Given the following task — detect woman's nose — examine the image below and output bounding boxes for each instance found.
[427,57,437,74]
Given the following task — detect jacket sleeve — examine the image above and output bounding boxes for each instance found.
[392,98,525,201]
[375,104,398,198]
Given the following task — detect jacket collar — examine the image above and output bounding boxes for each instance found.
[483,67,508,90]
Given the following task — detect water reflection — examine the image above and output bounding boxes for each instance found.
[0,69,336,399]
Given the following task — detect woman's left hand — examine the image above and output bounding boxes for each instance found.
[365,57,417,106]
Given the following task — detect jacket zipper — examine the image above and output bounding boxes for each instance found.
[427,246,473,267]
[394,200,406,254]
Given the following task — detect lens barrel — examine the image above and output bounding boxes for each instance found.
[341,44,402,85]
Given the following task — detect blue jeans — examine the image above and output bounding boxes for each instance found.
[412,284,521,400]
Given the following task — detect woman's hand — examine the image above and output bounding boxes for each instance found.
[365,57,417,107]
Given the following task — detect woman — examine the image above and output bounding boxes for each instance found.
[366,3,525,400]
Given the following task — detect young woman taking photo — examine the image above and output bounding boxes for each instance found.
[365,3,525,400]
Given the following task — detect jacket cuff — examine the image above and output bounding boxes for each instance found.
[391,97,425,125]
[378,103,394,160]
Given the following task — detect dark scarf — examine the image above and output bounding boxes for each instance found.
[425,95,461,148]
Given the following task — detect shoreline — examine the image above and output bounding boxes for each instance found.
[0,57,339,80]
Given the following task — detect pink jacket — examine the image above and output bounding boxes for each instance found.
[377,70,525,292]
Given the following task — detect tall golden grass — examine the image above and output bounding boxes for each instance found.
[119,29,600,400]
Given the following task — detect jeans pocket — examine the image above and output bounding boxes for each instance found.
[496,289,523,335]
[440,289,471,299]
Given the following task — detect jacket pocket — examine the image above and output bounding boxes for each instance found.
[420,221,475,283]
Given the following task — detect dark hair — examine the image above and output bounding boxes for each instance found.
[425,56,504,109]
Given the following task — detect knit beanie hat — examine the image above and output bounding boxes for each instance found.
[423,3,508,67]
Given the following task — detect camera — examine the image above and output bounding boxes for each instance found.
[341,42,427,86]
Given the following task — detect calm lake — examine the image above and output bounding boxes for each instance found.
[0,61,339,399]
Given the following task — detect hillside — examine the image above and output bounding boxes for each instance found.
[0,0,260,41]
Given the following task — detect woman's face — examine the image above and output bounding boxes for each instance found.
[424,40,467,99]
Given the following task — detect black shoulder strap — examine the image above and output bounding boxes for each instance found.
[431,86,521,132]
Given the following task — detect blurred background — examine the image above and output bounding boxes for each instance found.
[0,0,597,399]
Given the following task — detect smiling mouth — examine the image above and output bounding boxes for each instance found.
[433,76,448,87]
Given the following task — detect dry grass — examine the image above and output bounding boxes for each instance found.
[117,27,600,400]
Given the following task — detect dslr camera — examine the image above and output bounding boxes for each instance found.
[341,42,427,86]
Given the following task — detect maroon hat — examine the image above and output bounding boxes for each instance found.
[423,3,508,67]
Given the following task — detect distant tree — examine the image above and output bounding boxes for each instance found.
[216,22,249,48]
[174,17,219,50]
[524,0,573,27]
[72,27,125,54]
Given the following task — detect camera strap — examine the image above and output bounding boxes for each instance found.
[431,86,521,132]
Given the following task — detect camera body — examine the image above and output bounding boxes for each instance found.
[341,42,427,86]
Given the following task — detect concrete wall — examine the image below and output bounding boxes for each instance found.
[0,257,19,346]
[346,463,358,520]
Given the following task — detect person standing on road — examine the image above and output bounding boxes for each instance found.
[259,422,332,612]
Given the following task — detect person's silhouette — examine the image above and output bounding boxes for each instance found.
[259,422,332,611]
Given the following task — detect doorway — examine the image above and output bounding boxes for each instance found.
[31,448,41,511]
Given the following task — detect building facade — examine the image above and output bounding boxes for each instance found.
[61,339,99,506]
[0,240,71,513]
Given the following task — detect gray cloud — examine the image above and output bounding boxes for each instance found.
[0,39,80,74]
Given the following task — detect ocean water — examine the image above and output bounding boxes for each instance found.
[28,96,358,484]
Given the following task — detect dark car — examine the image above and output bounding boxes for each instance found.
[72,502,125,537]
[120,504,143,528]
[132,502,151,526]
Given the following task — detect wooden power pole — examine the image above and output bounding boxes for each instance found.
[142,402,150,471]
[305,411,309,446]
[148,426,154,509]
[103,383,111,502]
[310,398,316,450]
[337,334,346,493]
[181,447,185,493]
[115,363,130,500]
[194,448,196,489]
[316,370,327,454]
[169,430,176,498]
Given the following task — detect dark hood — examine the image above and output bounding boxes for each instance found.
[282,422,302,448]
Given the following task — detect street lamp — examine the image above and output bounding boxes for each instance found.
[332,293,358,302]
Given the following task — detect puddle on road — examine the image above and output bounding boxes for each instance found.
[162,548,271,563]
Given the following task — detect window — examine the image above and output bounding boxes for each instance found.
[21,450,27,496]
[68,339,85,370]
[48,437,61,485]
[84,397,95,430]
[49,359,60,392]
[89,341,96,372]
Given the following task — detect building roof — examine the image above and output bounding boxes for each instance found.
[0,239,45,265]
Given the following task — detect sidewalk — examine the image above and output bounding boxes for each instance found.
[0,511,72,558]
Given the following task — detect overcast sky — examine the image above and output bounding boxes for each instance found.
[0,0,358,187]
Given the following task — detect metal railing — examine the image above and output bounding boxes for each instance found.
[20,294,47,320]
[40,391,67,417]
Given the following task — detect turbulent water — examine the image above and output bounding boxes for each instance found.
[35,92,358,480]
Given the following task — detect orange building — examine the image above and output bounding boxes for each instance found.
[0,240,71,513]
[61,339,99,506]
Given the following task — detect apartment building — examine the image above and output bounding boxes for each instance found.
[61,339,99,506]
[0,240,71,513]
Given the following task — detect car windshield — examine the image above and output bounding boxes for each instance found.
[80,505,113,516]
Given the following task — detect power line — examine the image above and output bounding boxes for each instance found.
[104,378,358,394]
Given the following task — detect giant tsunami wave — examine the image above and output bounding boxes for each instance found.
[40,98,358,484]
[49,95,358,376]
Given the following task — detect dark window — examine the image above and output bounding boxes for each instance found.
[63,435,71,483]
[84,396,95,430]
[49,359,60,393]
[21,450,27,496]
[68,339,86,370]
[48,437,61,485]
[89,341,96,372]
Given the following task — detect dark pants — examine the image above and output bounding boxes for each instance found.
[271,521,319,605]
——
» Given problem:
Copy all of the data above word for word, from the first line to the last.

» Problem solution:
Given the following task — detect woman's nose — examine the image below and output bounding boxes for each instance found.
[427,57,437,74]
Given the following task — detect jacket sleeve — examine the image above and output bounding boxes for each instance found.
[392,98,525,201]
[375,104,398,198]
Given the following task — detect jacket collar — examine the image above and output bounding boxes for each instance found.
[483,67,508,90]
Given the following task — detect water reflection — examine the image above and output bounding boxes for each instance found.
[0,69,336,399]
Given the following task — detect woman's left hand — examine the image above and output bounding boxes for each instance found.
[365,57,417,106]
Given the following task — detect jacket zipper — examine the image above and output bounding boxes for each instance found.
[427,246,473,267]
[394,200,406,254]
Given the following task — detect lens barrel — examine the image above and output bounding boxes for each instance found.
[341,44,402,85]
Given the following task — detect blue jeans — examine the image above and output bounding boxes for each instance found.
[412,284,521,400]
Given the following task — detect woman's hand — examine the image above and output bounding boxes for each instance found.
[365,57,417,107]
Given the following task — detect woman — examine the image above and output bounding boxes for each instance found.
[366,3,525,400]
Given the following task — detect young woman taking photo — examine the image above and output bounding boxes for each instance found.
[365,3,525,400]
Given the following task — detect jacket cuff — examine the image above and output bounding boxes for each instance found.
[391,97,425,125]
[378,103,394,160]
Given the following task — detect dark scarf — examine the image above and output bounding boxes for each instance found.
[425,95,461,148]
Given the following task — detect shoreline — examine the image above and output bounding boxes for each instance found.
[0,57,339,80]
Given the following task — detect pink jacket — examine the image above and output bounding boxes for each instance found.
[377,70,525,292]
Given the following task — detect tall golden grass — examine the image above and output bounding boxes for each instance found.
[119,29,600,400]
Given the following task — detect jeans pocket — examine the image above and output bounding boxes for each instance found.
[496,289,523,335]
[440,289,471,299]
Given the following task — detect jacket pocket — examine the image above and output bounding boxes for each instance found.
[420,221,475,283]
Given the following task — detect dark hair — examine the image above and output bounding boxes for each instance found.
[425,56,504,109]
Given the following task — detect knit beanie hat — examine the image above and output bounding boxes for each instance found.
[423,3,508,67]
Given the following task — detect camera — examine the image above and output bounding boxes for each instance found.
[341,42,427,86]
Given the following task — detect calm lake — examine the image above and output bounding boxes for each instance found.
[0,61,339,399]
Given the following task — detect hillside — examine the image above and output bounding boxes for each instance found.
[0,0,260,41]
Given the following task — detect woman's face — examine the image above and output bounding boxes for each instance found.
[424,40,467,99]
Given the following task — detect black shoulder strap — examine the image above and output bounding boxes for each instance found.
[431,86,521,132]
Given the following task — detect blurred background — examine the image above and output bounding boxes for each instance found.
[0,0,597,399]
Given the following task — detect smiling mouth — examine the image above and output bounding boxes for each instance found.
[433,76,448,87]
Given the following task — detect dry grass — examine the image above and output bounding boxes for each instance found.
[117,27,600,400]
Given the following task — detect dslr camera — examine the image above and output bounding boxes for each instance found.
[341,42,427,86]
Given the following task — detect maroon hat — examine the image above and output bounding boxes for each instance found.
[423,3,508,67]
Given the following task — detect distant tree — examine the image above and output bounding boxes for each instance found.
[216,22,249,48]
[174,17,219,50]
[524,0,573,27]
[72,27,125,54]
Given the following task — detect camera strap — examine the image above and output bounding boxes for each instance found.
[431,86,521,132]
Given the following task — detect camera body — examine the image above and output bounding boxes for each instance found.
[341,42,427,86]
Given the following task — detect concrete wall — examine the image below and output bounding boxes for each instance found.
[0,257,19,346]
[346,463,358,520]
Given the following task — detect person standing on road — examine the image above and output bounding boxes for each instance found.
[259,422,332,612]
Given the following task — detect person's silhouette — examine the image above and output bounding boxes for each instance found.
[259,422,332,611]
Given the following task — detect doorway — examine the image above and output bounding boxes for each instance found.
[31,448,41,511]
Given the following task — detect building facade — examine the image above and output bounding boxes for each instance found.
[61,339,99,506]
[0,240,71,513]
Given the following task — detect gray cloud — examine the image above and output bounding boxes for each instance found.
[0,39,80,74]
Given the following task — detect ocean water — examine the image above and output bounding boxes for each instance found.
[28,96,358,484]
Given the following task — detect dark car — examine the image above and output bounding boxes for each instance found.
[72,502,125,537]
[120,504,143,528]
[132,502,151,526]
Given the following task — detect wooden power pole — examine the image above and output bounding boxes for each instance found.
[142,402,150,471]
[305,411,309,446]
[148,426,154,509]
[103,383,111,502]
[310,398,316,450]
[337,334,346,493]
[181,447,185,493]
[115,363,130,500]
[194,448,196,489]
[316,370,327,454]
[169,430,176,498]
Given the following task — detect dark hood — examine the image above and output bounding boxes for each instance found.
[282,422,302,448]
Given the following task — detect street lamp — examine the image above and output bounding boxes for each instance found.
[332,293,358,302]
Given the following task — detect puddle on road — examine the image above and output bounding boxes for each instance found.
[162,548,271,563]
Given the following task — detect window — examine the image above and output bounding boxes for each instance found.
[21,450,27,496]
[68,339,85,370]
[48,437,61,485]
[84,397,95,430]
[49,359,60,392]
[89,341,96,372]
Given the following task — detect building roof — examine the image above and output bounding boxes for each instance found.
[0,239,45,265]
Given the following task — detect sidewalk — examine the image above and output bounding boxes for each instance found.
[0,511,72,558]
Given the following task — detect overcast sky — examine the image above and output bounding boxes for each instance found.
[0,0,358,187]
Given the following task — detect metal railing — examine the image above and output bounding boxes for each instance found.
[20,294,47,320]
[40,391,67,417]
Given the following task — detect turbulent water — examine the image above and output bounding boxes for each instance found.
[35,92,358,480]
Given the following task — detect orange building — examine the image above and output bounding boxes for each instance found.
[0,240,71,513]
[61,339,99,506]
Given the following task — detect apartment building — examine the image above and output bounding boxes for each instance found.
[61,339,99,506]
[0,240,71,513]
Given the following task — detect car windshield — examine the image above and output bounding boxes for each instance found.
[80,505,113,516]
Given the following task — detect power line — examine the image above and output bounding boxes for each instance found.
[104,378,358,394]
Given the following task — detect giant tsunami wave — examine the image above and output bounding boxes for each instance found.
[40,98,358,484]
[49,95,358,376]
Given the following task — detect dark window — examine the image above and output bounding boxes for each instance found.
[63,435,71,483]
[84,396,95,430]
[49,359,60,393]
[21,450,27,496]
[68,339,86,370]
[48,437,61,485]
[89,341,96,372]
Given the following task — detect dark pants — examine the image above and output bounding boxes for each instance found.
[271,521,319,605]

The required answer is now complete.